◆ WHAT TO PRODUCE
Retype the listing below word for word, leaving out the pictures.

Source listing
>>>>

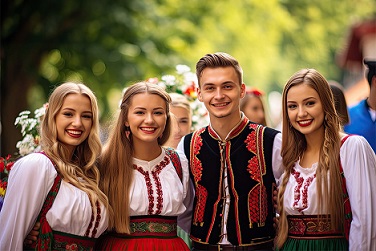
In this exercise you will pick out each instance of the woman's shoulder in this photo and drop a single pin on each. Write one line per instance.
(35, 161)
(353, 141)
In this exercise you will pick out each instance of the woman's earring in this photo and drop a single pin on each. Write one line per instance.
(127, 131)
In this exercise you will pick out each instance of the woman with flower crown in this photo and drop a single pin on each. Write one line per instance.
(146, 183)
(59, 185)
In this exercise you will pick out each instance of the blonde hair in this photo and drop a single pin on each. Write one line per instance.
(247, 97)
(294, 144)
(216, 60)
(116, 160)
(83, 165)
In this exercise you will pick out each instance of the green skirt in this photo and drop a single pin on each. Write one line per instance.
(317, 244)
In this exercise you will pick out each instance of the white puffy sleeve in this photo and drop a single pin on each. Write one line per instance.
(359, 166)
(30, 180)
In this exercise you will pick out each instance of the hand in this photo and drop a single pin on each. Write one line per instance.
(33, 235)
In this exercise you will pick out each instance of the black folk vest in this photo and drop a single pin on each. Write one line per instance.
(248, 156)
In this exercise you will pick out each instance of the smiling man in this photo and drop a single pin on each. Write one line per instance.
(233, 165)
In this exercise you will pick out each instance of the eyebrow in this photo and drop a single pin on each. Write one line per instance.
(303, 99)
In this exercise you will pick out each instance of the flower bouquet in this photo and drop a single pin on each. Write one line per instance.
(185, 82)
(28, 144)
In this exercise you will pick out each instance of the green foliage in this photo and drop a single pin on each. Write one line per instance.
(109, 44)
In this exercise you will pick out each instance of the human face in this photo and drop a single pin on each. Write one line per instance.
(254, 110)
(305, 110)
(147, 118)
(220, 91)
(74, 120)
(182, 123)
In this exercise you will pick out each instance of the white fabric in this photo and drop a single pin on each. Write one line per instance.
(173, 189)
(30, 180)
(359, 167)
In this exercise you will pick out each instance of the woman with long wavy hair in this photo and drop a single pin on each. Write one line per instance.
(325, 200)
(59, 186)
(146, 183)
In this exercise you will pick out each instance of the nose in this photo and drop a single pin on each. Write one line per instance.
(77, 121)
(149, 118)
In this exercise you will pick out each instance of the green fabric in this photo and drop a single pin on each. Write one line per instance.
(185, 236)
(317, 244)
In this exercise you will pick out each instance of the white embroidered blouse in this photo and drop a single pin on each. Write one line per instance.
(30, 180)
(157, 188)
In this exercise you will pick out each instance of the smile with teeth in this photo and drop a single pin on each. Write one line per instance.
(304, 123)
(74, 133)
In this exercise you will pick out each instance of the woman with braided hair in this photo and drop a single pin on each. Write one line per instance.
(325, 200)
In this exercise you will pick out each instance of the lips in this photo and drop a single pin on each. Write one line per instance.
(74, 133)
(305, 123)
(221, 104)
(148, 130)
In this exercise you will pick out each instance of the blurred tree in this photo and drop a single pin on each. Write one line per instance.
(109, 44)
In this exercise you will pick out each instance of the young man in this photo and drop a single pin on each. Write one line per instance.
(233, 165)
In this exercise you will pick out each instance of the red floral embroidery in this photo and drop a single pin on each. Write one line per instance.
(155, 175)
(297, 193)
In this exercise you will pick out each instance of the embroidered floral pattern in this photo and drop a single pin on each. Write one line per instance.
(96, 224)
(196, 169)
(155, 175)
(257, 211)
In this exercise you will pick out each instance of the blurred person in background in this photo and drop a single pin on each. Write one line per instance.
(253, 107)
(363, 114)
(340, 102)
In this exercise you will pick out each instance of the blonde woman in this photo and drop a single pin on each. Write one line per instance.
(59, 186)
(146, 183)
(326, 199)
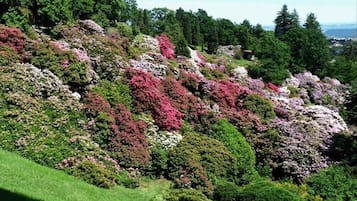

<<<<

◆ EXERCISE OUTPUT
In this exercise you will pick out each instance of the woman's shoulder in this photo and drop a single pin on each. Write one line per instance.
(35, 161)
(353, 141)
In this exercise you will pick out each instance of the woman's earring in this photo and drop a single pin on each. Write one line per instance.
(127, 131)
In this exercise you will pick out each instance of the woman with flower crown in this photo and drop a single pin on each. Write one line per instance.
(146, 183)
(59, 185)
In this exercise you will pick out each instance of the blonde hair in this photo and drop a single pin on each. Write one line per instance.
(247, 97)
(294, 144)
(216, 60)
(116, 160)
(83, 165)
In this exercise you will pick out each instance of the green skirt in this photo and drop a single pin on each. Write one line per instance.
(317, 244)
In this exercise you will pick out each instance of the white puffy sleeve in this photo and drop a single pin on each. Write one line per instance.
(359, 166)
(30, 180)
In this exercise you will pick out each instance of the hand in this photo and drop a single pin on each. Write one line per instance.
(33, 235)
In this exercise you will pick out each instance of the black folk vest in this photo and drop a single pin on each. Write one line per instance.
(248, 156)
In this exercise you will pick out each instance of the smiling man in this photo and drop a single pin on each. Write one line per instance.
(233, 165)
In this exercise you will pick out each instance of the eyebrow in this photo and drop a single pin on each. Write one line per instance.
(303, 99)
In this exercise you will pick out each instance of the flower bouquet in this photo and drop a single pin on each. Write one line per instance.
(185, 82)
(28, 144)
In this exercise you will pick out each instance of the green foliage in this photo and drop a single pin on each. Write one line per instance.
(109, 44)
In this exercise you will pick out each instance of the human face in this photo and drop a single pin on each. Write one line per instance.
(254, 110)
(305, 110)
(147, 118)
(220, 91)
(74, 120)
(182, 123)
In this exercise you will pick out each instance of the white fabric in this photo and drop a single pin on each. Write one line per instance.
(173, 189)
(30, 180)
(359, 167)
In this exercise you will pick out each instance of the woman with long wavy hair in this photo and drop a single pin on each. Write one line per instance.
(325, 200)
(59, 186)
(146, 183)
In this exercise you will pick out each instance of the nose in this photo and drop a single pin on each. Write one line per instance.
(77, 121)
(149, 118)
In this exercise you will pick out each instance of the green fabric in this photo and drop a single pin on each. Write one line per instance.
(185, 236)
(317, 244)
In this exercise you will pick out each instance of the white embroidered blouse in this photo and drop a single pin on each. Write one line per instance.
(30, 180)
(157, 188)
In this exercise you will pick out each instance of the smile with teeth in this photo and drop a single pin on each. Write one line per instance.
(304, 123)
(74, 133)
In this exercise you will pick out each instance of the woman with braided hair in this photo and drop a single pin on each. Write one line per instance.
(325, 200)
In this exercise you will pick out each instance of the lips in this photo and drop a single pin on each. Write one line per instance.
(74, 133)
(305, 123)
(221, 104)
(148, 130)
In this exercise you will pick out each instance of the blurred tree in this photo and drop a single pin on each. Write one line per instance.
(109, 44)
In this exercise you will pick out each instance of the young man in this photo and drop a single pin on each. Write one line per instance.
(233, 165)
In this exercise you will pick out each instance of the red floral embroidery in this photo and drop a single pin on each. Write one line per instance.
(155, 175)
(297, 193)
In this exercise you will pick out each instance of the embroidered floral pattern in this photo and drop a single pin on each. Write one line per instance.
(96, 224)
(196, 169)
(155, 175)
(257, 211)
In this exercise you will pick out each instance of the blurred person in background in this photo and drop a single pin on each. Write one line per instance.
(253, 107)
(363, 114)
(340, 102)
In this exercise you will pick out each instance of the blonde woman in this photo and drop a single pin on each. Write one line per instance.
(59, 186)
(146, 183)
(326, 199)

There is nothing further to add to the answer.